## What is expected
Omit the pictures from the entries below and retype everything else exactly.

## Records shown
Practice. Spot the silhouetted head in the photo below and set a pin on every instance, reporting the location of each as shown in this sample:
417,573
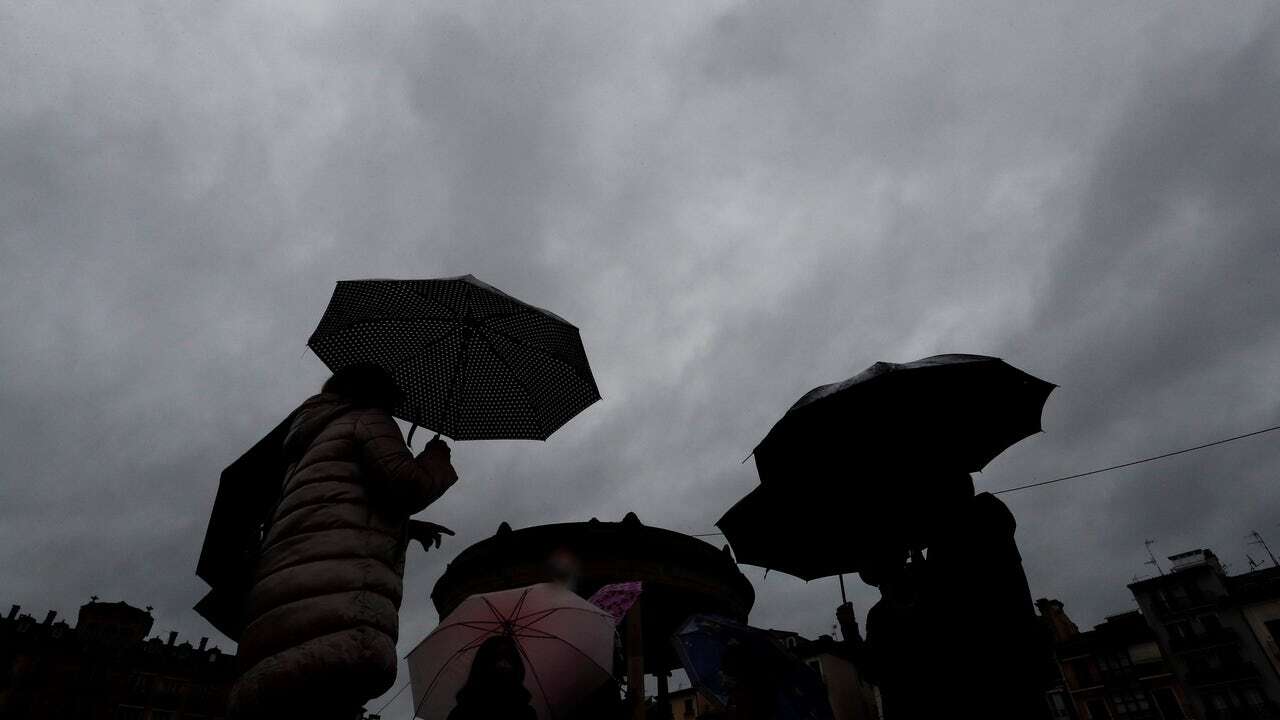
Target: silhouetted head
365,384
497,665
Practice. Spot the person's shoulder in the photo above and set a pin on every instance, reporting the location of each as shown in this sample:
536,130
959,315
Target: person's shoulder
990,507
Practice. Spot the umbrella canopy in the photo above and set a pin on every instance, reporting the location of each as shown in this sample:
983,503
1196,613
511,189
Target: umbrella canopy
860,466
472,361
947,411
732,664
565,641
801,533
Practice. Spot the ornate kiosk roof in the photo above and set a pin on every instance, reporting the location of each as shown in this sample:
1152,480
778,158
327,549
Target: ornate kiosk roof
681,574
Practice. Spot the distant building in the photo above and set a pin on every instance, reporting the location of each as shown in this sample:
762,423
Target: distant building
688,703
1115,670
1219,633
850,696
106,669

## Final result
Practice. Spot the silhouetted head in the photo below and set a pin on every instance, reporting the location of each as shown in this sample:
417,573
Target: silhouetted head
365,384
497,665
Practice. Spot the person's shoulder in the photo above and set a pin on every instance, reporting the location of each as shown in this sample:
536,130
959,315
Target: person's shoulder
990,507
Practice. Spot the umbrella canopy in the photo above and set a pin on every instance, reporting the location of each as shown in this sample:
983,503
1196,613
511,189
Target: umbrella canopy
860,466
472,361
947,411
732,664
565,641
801,533
Practice. Spot the ornate kiosk roof in the photo above and set a pin on every instance, reporting the location of each as shown in this sample:
1152,480
778,158
327,549
Target: ornate kiosk roof
681,574
Practice. Spot the distant building in the photo above and set a pin on every instance, reporting the location of each as shown in this sample:
762,423
Target: distant building
688,703
1115,670
1219,633
850,696
106,669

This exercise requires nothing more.